BLOOMBERG, MAY 15, 2020
Australia’s example shows that heated rhetoric can’t shake steady economic ties, even in the Covid-19 era.
By David Fickling for Bloomberg – Are relations between China and America headed toward an even deeper breach?
After years of angry rhetoric on trade and, more recently, dubious claims that Covid-19 emerged in a Chinese laboratory, President Donald Trump is threatening to end bilateral relations altogether.
“We could cut off the whole relationship now,” he said in an interview with Fox Business News. “If we did, what would happen? We’d save $500 billion.” The risk of a military clash between the two countries is increasing even if neither side wants war, Hu Xijin, the outspoken editor-in-chief of China’s Global Times tabloid, wrote on Twitter.
Less to this latest clash than meets the eye
For all the intemperate language, there’s less to this latest clash than meets the eye. Trump and Beijing are both adept at filling their diplomatic language with sound and fury, signifying nothing. A look at China’s other strained ties shows there’s usually far more realpolitik than ego at play.
Take Australia. The testy relationship with Canberra is going through another bad patch, with China threatening tariffs on barley and banning beef imports from some slaughterhouses after Australia called for an inquiry into whether its wet markets were responsible for the emergence of coronavirus.
Australia exports more to China than to its next four biggest trade partners put together. From China’s perspective, only the U.S., Japan and South Korea buy more mainland goods. Yet Canberra has been in the doghouse with Beijing for several years. The last meeting between their leaders was in 2016. Chinese President Xi Jinping hasn’t managed to fit the country into his busy travel schedule since 2014. Recent years have been dotted with spats over foreign-influence laws, China’s human rights record, its detention of Australian writer Yang Hengjun, and even a doping scandal around now-banned Olympic swimmer Sun Yang.

(Records supplied)
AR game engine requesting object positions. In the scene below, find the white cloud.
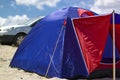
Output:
[15,0,61,9]
[0,15,29,26]
[91,0,120,14]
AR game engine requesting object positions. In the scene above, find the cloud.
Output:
[0,14,29,26]
[15,0,61,9]
[90,0,120,14]
[0,5,4,8]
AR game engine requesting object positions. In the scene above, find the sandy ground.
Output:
[0,44,120,80]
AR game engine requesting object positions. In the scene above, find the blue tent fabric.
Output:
[10,7,96,78]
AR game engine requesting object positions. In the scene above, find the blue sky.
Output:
[0,0,120,25]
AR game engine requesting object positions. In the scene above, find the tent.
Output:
[10,7,119,78]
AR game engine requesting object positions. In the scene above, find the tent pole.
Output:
[112,11,116,80]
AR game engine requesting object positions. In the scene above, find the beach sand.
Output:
[0,44,120,80]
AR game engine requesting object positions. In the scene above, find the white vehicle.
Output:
[0,17,41,46]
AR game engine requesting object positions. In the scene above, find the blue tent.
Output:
[10,7,95,78]
[10,7,120,78]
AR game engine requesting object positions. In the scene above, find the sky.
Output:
[0,0,120,26]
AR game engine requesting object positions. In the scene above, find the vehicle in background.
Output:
[0,17,42,46]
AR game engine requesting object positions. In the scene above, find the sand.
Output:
[0,44,120,80]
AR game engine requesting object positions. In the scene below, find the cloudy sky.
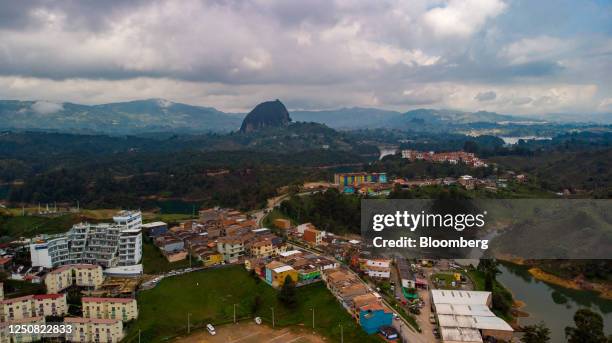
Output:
[0,0,612,114]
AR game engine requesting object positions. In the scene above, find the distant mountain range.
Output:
[0,99,612,134]
[0,99,243,134]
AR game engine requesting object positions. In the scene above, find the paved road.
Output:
[391,267,437,343]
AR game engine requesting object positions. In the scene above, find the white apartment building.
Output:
[30,211,142,268]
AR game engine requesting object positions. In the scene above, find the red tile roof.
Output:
[83,297,135,303]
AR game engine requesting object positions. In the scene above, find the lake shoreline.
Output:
[498,257,612,300]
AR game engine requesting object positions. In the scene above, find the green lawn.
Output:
[0,214,81,239]
[125,266,380,342]
[261,208,295,229]
[431,273,461,289]
[142,239,192,274]
[467,268,513,323]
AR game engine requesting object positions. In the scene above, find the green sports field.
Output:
[125,266,380,342]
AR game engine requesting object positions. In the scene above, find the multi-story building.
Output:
[45,264,104,293]
[334,173,387,186]
[302,228,323,246]
[0,317,45,343]
[30,211,142,268]
[217,237,245,263]
[64,317,124,343]
[0,294,68,323]
[82,297,138,322]
[359,258,391,279]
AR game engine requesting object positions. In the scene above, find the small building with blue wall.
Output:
[359,304,393,334]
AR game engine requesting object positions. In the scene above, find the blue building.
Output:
[359,304,393,334]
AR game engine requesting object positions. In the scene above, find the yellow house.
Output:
[64,317,124,343]
[272,266,298,287]
[250,240,274,258]
[83,297,138,322]
[200,251,223,267]
[0,317,45,343]
[0,294,68,323]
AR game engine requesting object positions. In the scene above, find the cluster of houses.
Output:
[244,249,338,288]
[334,172,393,196]
[0,264,138,343]
[393,174,527,192]
[145,208,287,267]
[322,268,397,338]
[402,150,487,168]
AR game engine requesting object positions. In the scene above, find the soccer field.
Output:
[126,266,380,342]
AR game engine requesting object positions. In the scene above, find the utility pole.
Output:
[311,307,314,330]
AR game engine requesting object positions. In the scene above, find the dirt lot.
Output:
[175,322,325,343]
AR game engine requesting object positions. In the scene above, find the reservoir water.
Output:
[497,264,612,343]
[499,136,552,145]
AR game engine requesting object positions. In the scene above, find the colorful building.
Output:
[83,297,138,322]
[199,251,223,267]
[359,303,393,334]
[0,316,45,343]
[64,317,124,343]
[0,294,68,322]
[266,261,299,288]
[45,264,104,293]
[302,228,323,246]
[334,173,387,187]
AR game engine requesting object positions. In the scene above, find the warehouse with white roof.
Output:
[431,289,514,343]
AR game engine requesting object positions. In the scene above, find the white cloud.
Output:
[598,98,612,111]
[32,101,64,114]
[423,0,506,38]
[0,0,612,113]
[498,36,574,64]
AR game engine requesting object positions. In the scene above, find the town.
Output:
[0,173,514,343]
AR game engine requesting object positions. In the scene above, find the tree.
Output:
[251,294,263,315]
[278,275,297,307]
[565,308,610,343]
[478,259,501,292]
[521,322,550,343]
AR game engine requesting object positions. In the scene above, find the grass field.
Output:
[0,214,80,239]
[125,266,380,342]
[431,273,461,289]
[142,240,198,274]
[262,208,295,228]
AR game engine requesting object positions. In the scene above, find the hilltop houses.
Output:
[402,150,488,168]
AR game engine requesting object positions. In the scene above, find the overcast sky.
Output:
[0,0,612,114]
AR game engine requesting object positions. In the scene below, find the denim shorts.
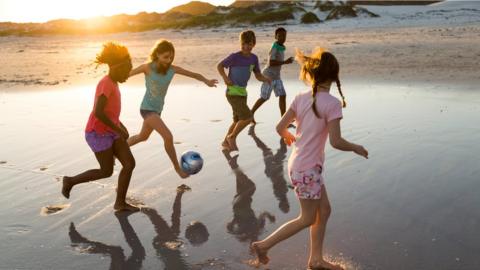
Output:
[140,109,160,120]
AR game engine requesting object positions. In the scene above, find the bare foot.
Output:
[227,137,238,151]
[62,176,73,199]
[113,202,140,212]
[308,260,344,270]
[177,184,192,193]
[175,169,190,179]
[222,139,230,151]
[250,242,270,264]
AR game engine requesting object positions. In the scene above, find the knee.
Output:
[123,158,136,171]
[138,134,150,142]
[100,166,113,178]
[162,132,173,143]
[320,204,332,219]
[298,215,316,228]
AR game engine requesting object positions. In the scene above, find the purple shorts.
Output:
[85,131,120,153]
[290,165,324,200]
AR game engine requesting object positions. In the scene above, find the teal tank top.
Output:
[140,63,175,114]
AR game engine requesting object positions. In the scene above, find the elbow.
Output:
[95,110,103,119]
[330,139,341,149]
[275,125,283,136]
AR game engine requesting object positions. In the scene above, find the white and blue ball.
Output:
[180,151,203,175]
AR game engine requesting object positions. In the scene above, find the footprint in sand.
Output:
[177,184,192,192]
[126,196,147,208]
[40,204,70,217]
[5,224,32,235]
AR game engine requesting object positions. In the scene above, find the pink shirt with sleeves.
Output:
[85,75,121,134]
[288,91,342,174]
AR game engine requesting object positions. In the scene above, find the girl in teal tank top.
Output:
[127,40,218,178]
[140,62,175,114]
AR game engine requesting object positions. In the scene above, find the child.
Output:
[62,42,138,211]
[251,50,368,270]
[217,30,272,151]
[252,27,293,124]
[128,40,218,178]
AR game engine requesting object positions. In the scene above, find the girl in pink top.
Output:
[251,49,368,270]
[62,42,138,211]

(Actions to take)
• A. From the article on China's strained ties, copy the part that opens with the words containing "After years of" and closes with "wrote on Twitter.".
• B. Translate this sentence from the article on China's strained ties into Spanish: "Australia exports more to China than to its next four biggest trade partners put together."

(Responses per task)
• A.
After years of angry rhetoric on trade and, more recently, dubious claims that Covid-19 emerged in a Chinese laboratory, President Donald Trump is threatening to end bilateral relations altogether.
“We could cut off the whole relationship now,” he said in an interview with Fox Business News. “If we did, what would happen? We’d save $500 billion.” The risk of a military clash between the two countries is increasing even if neither side wants war, Hu Xijin, the outspoken editor-in-chief of China’s Global Times tabloid, wrote on Twitter.

• B. Australia exporta más a China que a sus cuatro siguientes socios comerciales más grandes juntos.